• **Exercise aim**
Repeat the lines from the one containing "of the golden" through the last line of the data, exactly, pictures omitted.

Pointing dataset records:
__________

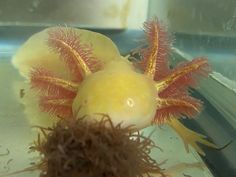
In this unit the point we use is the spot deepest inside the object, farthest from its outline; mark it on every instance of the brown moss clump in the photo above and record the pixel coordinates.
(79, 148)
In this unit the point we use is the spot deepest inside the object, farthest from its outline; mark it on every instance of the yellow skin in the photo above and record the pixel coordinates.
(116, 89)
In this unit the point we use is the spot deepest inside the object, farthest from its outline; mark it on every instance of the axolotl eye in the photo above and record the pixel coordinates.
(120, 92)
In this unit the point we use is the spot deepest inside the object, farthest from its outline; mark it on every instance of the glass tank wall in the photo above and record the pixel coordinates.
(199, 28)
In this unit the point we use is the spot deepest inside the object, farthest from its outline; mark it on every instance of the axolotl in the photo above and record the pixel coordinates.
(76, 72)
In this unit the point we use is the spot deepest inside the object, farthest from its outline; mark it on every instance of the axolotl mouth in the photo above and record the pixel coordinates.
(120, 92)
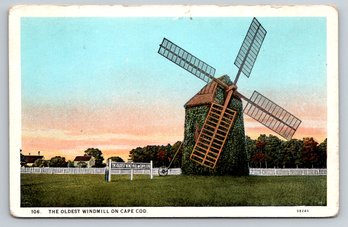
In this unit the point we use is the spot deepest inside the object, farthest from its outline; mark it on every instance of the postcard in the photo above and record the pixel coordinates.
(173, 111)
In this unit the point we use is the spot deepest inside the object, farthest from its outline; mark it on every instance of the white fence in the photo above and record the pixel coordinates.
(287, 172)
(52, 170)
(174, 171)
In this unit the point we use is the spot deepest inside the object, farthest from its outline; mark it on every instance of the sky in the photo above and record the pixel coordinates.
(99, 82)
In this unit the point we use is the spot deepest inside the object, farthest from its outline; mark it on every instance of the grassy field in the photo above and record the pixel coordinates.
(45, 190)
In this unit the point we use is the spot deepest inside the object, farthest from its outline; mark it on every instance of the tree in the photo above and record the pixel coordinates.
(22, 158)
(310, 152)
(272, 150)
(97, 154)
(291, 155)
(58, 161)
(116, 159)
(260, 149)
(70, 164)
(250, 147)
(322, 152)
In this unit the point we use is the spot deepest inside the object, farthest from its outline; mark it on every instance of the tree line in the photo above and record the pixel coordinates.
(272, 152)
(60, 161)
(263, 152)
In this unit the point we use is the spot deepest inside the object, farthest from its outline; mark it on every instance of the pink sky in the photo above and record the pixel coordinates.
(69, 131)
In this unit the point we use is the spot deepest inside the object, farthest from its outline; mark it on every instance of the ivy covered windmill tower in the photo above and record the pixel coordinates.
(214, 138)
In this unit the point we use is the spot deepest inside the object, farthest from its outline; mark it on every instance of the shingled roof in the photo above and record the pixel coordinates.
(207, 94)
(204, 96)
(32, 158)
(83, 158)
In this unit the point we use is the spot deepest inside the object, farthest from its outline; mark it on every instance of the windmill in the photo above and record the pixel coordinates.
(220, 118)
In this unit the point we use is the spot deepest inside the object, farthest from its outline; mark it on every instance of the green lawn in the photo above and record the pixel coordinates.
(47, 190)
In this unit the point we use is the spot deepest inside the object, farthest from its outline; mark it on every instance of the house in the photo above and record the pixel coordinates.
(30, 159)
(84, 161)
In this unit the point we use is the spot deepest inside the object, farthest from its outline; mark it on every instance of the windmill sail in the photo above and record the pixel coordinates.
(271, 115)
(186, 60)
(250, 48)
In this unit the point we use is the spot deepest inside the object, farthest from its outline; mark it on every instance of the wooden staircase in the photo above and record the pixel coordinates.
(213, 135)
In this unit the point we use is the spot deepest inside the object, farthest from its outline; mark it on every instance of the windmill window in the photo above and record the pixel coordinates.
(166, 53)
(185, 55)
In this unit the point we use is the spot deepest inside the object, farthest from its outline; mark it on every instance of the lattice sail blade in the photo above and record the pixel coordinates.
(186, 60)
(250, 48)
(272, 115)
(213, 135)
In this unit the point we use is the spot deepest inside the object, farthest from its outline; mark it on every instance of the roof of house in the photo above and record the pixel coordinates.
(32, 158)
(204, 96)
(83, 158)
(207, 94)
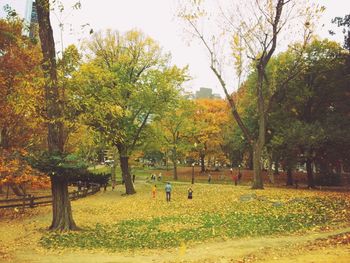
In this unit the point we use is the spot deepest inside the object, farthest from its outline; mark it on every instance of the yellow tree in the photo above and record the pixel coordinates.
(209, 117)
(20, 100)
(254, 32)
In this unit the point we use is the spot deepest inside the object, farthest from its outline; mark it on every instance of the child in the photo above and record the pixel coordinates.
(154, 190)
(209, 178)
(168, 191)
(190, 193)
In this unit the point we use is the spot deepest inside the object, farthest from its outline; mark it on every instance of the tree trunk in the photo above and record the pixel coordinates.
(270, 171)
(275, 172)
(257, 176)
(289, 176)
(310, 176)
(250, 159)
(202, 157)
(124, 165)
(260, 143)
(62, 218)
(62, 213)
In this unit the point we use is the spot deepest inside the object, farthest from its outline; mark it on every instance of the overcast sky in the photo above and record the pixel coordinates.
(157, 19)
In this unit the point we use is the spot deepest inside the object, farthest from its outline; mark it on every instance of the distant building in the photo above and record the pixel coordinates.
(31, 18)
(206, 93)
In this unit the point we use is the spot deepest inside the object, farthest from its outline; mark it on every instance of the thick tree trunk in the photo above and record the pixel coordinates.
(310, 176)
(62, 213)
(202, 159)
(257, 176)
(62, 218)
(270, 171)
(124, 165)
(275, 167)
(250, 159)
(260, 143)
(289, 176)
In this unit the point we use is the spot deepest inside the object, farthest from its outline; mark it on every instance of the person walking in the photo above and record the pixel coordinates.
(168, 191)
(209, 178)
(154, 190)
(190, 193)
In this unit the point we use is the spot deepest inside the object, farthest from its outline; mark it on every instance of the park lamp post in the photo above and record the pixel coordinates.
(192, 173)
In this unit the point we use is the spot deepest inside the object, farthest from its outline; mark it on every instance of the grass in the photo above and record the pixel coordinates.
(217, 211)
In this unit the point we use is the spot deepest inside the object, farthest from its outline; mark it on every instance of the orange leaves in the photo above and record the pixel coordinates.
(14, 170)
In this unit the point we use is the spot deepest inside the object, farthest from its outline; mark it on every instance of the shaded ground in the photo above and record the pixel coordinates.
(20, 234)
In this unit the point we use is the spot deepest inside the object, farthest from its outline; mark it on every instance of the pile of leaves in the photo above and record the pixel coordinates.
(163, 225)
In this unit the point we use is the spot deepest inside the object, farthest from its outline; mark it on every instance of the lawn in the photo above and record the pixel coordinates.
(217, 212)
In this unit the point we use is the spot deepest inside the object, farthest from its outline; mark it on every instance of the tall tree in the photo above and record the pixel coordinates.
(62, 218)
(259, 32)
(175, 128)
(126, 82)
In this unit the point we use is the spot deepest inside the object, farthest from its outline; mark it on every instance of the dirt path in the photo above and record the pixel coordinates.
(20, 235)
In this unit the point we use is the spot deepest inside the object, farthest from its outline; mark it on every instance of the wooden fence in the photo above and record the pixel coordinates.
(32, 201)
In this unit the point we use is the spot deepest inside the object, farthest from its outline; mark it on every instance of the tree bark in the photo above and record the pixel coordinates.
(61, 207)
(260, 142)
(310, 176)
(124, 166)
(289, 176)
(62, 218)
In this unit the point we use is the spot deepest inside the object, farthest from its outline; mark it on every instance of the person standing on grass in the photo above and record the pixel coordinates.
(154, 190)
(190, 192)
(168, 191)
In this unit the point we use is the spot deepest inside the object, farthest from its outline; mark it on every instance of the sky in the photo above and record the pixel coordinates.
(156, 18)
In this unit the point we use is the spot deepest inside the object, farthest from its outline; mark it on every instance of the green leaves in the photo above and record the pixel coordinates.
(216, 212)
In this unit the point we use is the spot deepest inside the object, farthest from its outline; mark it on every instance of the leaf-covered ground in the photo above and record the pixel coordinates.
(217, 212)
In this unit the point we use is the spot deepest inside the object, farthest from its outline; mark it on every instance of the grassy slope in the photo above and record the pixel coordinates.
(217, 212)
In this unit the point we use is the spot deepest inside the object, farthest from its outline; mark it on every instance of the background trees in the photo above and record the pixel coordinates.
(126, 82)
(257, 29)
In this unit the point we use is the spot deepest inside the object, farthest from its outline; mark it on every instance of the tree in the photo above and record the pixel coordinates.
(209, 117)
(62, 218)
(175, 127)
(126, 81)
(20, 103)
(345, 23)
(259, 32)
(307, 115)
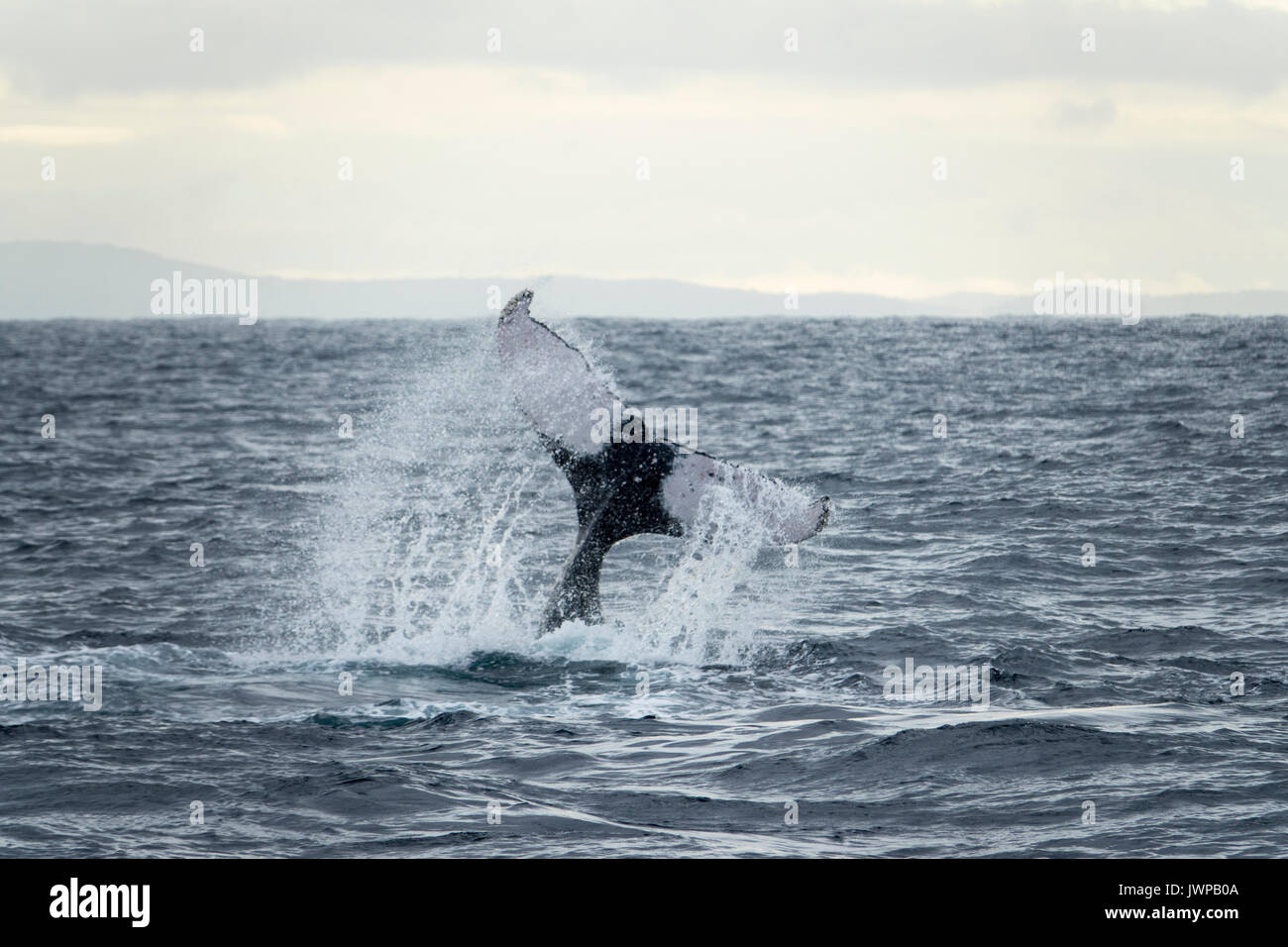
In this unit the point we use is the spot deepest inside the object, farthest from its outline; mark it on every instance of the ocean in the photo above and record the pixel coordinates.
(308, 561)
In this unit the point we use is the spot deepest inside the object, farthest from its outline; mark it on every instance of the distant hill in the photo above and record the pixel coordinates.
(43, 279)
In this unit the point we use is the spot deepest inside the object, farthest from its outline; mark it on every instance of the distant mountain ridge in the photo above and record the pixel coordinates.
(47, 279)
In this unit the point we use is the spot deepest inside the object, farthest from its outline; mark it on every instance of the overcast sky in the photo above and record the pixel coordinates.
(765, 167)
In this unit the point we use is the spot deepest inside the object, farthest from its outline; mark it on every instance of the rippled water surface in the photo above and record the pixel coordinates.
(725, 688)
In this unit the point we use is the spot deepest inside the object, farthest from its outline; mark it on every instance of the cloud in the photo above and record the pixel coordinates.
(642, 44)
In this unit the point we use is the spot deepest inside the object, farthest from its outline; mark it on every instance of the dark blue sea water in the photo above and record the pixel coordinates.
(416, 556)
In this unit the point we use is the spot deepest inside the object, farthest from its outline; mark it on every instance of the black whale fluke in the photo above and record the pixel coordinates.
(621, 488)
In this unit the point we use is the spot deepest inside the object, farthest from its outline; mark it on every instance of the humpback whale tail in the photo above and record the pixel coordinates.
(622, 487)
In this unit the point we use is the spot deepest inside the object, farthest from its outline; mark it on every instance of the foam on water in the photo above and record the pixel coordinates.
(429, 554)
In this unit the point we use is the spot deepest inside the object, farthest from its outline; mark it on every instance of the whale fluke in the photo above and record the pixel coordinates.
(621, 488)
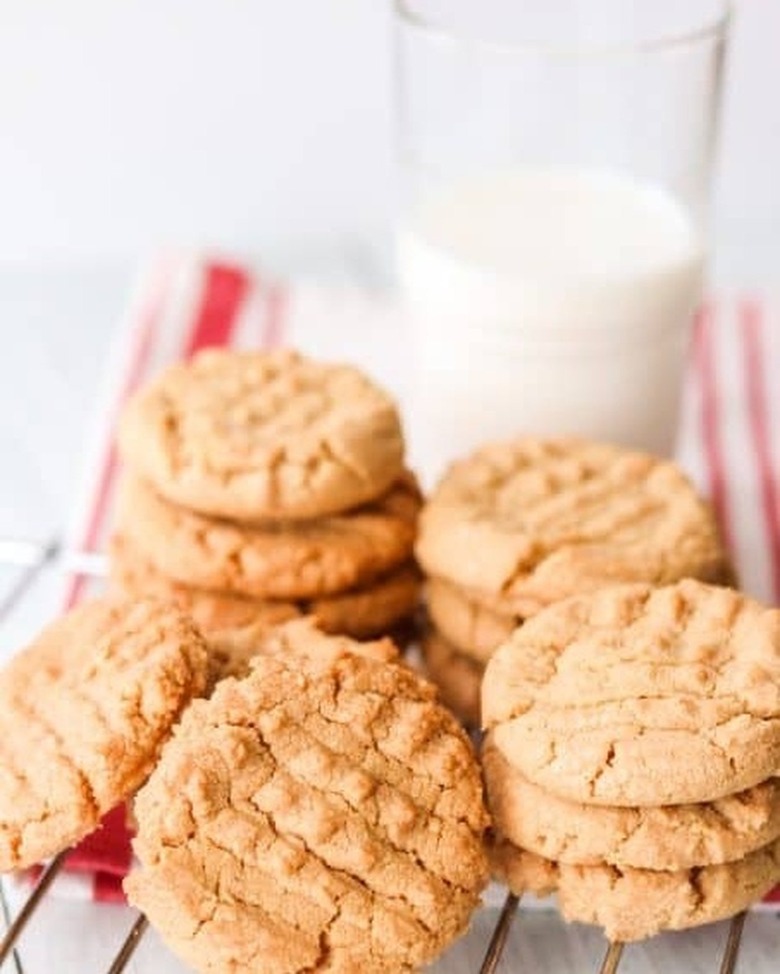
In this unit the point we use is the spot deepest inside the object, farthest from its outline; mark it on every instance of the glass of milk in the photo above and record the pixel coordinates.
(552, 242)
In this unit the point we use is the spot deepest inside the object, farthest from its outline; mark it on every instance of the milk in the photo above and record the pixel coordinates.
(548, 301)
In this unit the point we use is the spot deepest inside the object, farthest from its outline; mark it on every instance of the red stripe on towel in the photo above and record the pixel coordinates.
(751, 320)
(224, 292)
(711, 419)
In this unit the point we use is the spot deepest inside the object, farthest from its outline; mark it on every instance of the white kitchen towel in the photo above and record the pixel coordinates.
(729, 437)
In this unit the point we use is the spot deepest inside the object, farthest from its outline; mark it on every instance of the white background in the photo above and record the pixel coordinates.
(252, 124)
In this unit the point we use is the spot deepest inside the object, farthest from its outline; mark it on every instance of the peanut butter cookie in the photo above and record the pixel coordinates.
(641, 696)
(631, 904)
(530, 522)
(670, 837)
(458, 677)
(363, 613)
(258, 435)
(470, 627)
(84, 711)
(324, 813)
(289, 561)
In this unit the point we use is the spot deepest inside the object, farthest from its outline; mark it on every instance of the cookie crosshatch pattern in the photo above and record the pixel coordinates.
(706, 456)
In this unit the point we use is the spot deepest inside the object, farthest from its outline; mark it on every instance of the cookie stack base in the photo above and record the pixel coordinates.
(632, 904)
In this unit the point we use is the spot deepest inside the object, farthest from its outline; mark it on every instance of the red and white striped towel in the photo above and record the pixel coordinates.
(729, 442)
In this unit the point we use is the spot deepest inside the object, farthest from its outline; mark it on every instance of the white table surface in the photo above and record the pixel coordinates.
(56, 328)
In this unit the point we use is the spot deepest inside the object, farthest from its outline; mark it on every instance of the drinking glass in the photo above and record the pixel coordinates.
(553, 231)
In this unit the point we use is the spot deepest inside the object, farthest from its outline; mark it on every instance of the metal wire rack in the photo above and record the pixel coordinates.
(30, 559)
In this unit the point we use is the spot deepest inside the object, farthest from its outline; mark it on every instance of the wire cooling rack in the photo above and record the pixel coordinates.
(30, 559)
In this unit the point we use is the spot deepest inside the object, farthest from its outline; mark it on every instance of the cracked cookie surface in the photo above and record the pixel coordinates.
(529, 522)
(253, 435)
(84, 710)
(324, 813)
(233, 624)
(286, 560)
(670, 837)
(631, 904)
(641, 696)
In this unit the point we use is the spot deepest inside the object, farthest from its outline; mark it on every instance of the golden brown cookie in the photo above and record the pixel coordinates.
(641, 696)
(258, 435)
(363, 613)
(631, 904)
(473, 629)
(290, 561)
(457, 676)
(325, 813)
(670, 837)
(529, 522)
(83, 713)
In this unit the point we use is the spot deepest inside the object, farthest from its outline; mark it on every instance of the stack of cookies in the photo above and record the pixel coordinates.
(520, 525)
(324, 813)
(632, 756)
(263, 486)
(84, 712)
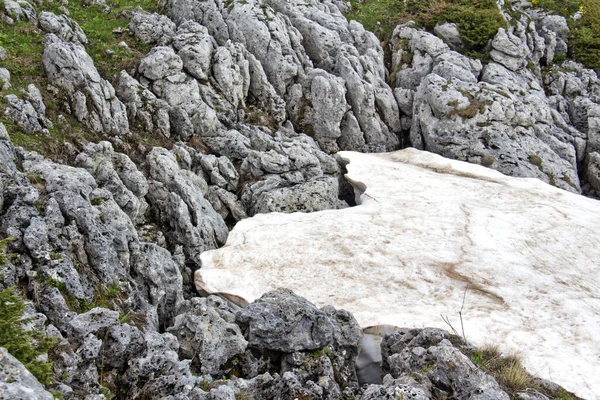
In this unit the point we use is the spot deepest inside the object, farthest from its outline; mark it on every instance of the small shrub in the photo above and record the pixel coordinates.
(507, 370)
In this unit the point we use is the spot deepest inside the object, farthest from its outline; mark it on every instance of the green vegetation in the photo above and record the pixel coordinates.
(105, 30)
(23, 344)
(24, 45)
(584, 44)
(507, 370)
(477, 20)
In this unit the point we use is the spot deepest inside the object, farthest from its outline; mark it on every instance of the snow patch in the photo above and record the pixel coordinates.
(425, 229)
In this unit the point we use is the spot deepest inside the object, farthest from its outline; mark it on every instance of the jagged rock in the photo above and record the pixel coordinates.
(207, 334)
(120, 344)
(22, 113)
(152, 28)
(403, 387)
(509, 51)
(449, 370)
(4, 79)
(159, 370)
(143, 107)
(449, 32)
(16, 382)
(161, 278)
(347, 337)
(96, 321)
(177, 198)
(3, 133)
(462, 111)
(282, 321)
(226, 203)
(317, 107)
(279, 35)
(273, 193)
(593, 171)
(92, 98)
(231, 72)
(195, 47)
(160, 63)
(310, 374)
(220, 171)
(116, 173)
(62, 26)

__________

• **Answer to this exercise**
In this unit the point we use is the spot deepest inside the object, farthest from its outline; mark it on every instance of the golden brown cookie in the photo above and record the pixel coordinates.
(641, 696)
(258, 435)
(363, 613)
(631, 904)
(473, 629)
(290, 561)
(457, 676)
(325, 813)
(670, 837)
(529, 522)
(83, 713)
In this unit the point we use is the spot deepest inside the object, farthest from its outline; mark it on every instance of the stack of cookies in the photo above and record the pixel coordinates.
(520, 525)
(324, 813)
(632, 756)
(263, 486)
(84, 712)
In this unit the point we use is the spot deepest inside the object, farthest from its outline; mark it on every instance of the small shrub in the photo above and record the pixel coordinates.
(507, 370)
In this unit the point we use is the spot deepest inside the object, farthest from its outline; mark it on every instance of the green vegetation in the photo above and record the pixel coordinates.
(105, 30)
(23, 344)
(24, 45)
(584, 44)
(507, 370)
(477, 20)
In this unit the point we use is the spot deepest inside the object, farthest from its outline; mark it on every instance of the snow patch in the photo above and record the pixel coordinates.
(425, 229)
In this unit the point we use is the spot deepest inside the object, farthest from its outline; mark it on every instance of the jagged rock in the photo above and record the pixel coordinates.
(207, 334)
(120, 344)
(22, 113)
(152, 28)
(403, 387)
(509, 51)
(449, 370)
(4, 79)
(159, 370)
(143, 107)
(449, 32)
(16, 382)
(161, 278)
(347, 337)
(96, 321)
(177, 198)
(3, 133)
(462, 111)
(282, 321)
(226, 203)
(317, 107)
(279, 35)
(273, 193)
(593, 171)
(92, 98)
(231, 72)
(195, 47)
(160, 63)
(310, 374)
(220, 171)
(116, 173)
(62, 26)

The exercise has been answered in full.